READING TEXT.
========

I'm no expert on the personal life of Jean Harlow, but on screen she was a raucously brilliant comedienne who projected very overt sexuality, an unusual combination. Lynley's Harlow gives no indication of comedic ability, is petulant all the time, seems angry at the world for little reason, and yearns to be a serious actress. She's sexually frustrated, is broadly hinted to be frigid, and has no luck with men. Most of this has little to do with the real Jean Harlow, by all accounts a sweet, unassuming personality who seems to have been far from overwhelmed with sex and didn't take it all that seriously, wasn't especially ambitious, but did, indeed, have little luck with men. Her relationship with her mother (Ginger Rogers) is possibly accurate. Mama Jean was something less than a horror but did seem pushy and used her daughter to a degree. If one wants to get a real idea of Jean Harlow, better than these film biographies is a roman a clef that she made called 'BOMBSHELL', a very good self-referential comedy that has the added advantage of starring Harlow herself.

========

DATA TO EXAMINE.
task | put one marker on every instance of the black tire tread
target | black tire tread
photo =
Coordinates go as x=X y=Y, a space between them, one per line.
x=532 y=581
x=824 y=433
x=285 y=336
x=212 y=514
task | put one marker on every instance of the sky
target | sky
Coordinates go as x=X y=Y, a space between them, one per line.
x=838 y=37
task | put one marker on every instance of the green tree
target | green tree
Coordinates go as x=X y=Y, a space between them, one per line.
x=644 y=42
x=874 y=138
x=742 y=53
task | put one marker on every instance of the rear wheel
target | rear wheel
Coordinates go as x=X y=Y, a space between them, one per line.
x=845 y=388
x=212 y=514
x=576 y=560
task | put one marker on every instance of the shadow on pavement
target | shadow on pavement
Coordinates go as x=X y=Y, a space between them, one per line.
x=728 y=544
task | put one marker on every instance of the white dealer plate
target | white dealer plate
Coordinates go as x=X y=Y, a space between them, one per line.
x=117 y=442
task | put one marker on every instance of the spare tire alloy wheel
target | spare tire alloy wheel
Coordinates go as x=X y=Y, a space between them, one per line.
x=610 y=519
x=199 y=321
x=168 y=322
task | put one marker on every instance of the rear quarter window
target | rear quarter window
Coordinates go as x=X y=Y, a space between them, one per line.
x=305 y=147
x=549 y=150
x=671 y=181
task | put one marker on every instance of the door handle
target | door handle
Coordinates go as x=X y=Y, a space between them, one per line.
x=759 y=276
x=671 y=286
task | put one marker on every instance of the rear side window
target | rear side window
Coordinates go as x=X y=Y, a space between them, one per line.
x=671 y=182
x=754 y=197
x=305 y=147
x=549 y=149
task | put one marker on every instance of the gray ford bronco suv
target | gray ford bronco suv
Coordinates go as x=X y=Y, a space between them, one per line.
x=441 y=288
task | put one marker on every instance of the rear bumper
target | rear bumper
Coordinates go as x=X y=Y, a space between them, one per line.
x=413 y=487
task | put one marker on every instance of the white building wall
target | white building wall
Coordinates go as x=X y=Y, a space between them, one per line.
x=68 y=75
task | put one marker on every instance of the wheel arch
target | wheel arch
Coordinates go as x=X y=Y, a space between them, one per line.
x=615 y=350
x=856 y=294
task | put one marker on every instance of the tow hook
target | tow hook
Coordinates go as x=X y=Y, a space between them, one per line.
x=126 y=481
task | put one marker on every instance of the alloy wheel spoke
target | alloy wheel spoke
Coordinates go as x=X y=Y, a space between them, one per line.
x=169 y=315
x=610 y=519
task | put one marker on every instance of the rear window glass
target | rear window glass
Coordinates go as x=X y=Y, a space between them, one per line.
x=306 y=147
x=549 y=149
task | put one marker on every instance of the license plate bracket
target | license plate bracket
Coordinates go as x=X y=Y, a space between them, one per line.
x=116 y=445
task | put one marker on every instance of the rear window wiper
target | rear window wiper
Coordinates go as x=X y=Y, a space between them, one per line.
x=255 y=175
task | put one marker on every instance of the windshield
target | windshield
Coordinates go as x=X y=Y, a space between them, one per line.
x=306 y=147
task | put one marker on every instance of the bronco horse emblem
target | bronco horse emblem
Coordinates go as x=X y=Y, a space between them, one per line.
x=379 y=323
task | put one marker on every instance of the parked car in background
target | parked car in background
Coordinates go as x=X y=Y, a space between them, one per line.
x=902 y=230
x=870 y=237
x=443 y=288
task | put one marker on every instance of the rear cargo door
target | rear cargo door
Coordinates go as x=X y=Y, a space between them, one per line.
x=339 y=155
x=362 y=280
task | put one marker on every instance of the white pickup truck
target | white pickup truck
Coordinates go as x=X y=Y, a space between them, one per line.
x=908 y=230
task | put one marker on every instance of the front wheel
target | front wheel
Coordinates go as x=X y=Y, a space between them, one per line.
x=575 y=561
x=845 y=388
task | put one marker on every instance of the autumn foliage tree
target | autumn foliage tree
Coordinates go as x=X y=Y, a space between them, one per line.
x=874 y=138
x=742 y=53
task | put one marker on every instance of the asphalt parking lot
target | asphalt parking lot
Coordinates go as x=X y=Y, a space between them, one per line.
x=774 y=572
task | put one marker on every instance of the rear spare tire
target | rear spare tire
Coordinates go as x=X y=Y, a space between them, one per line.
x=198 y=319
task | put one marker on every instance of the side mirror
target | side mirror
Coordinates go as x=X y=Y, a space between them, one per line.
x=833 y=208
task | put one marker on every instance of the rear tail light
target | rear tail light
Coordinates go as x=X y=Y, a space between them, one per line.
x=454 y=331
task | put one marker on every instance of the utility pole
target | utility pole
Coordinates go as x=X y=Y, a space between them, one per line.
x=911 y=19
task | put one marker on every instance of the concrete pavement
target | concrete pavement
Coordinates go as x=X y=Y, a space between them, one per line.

========

WHAT YOU HAVE TO DO. Reproduce the entire passage about Jean Harlow from above, word for word.

ANSWER TO THE PROBLEM.
I'm no expert on the personal life of Jean Harlow, but on screen she was a raucously brilliant comedienne who projected very overt sexuality, an unusual combination. Lynley's Harlow gives no indication of comedic ability, is petulant all the time, seems angry at the world for little reason, and yearns to be a serious actress. She's sexually frustrated, is broadly hinted to be frigid, and has no luck with men. Most of this has little to do with the real Jean Harlow, by all accounts a sweet, unassuming personality who seems to have been far from overwhelmed with sex and didn't take it all that seriously, wasn't especially ambitious, but did, indeed, have little luck with men. Her relationship with her mother (Ginger Rogers) is possibly accurate. Mama Jean was something less than a horror but did seem pushy and used her daughter to a degree. If one wants to get a real idea of Jean Harlow, better than these film biographies is a roman a clef that she made called 'BOMBSHELL', a very good self-referential comedy that has the added advantage of starring Harlow herself.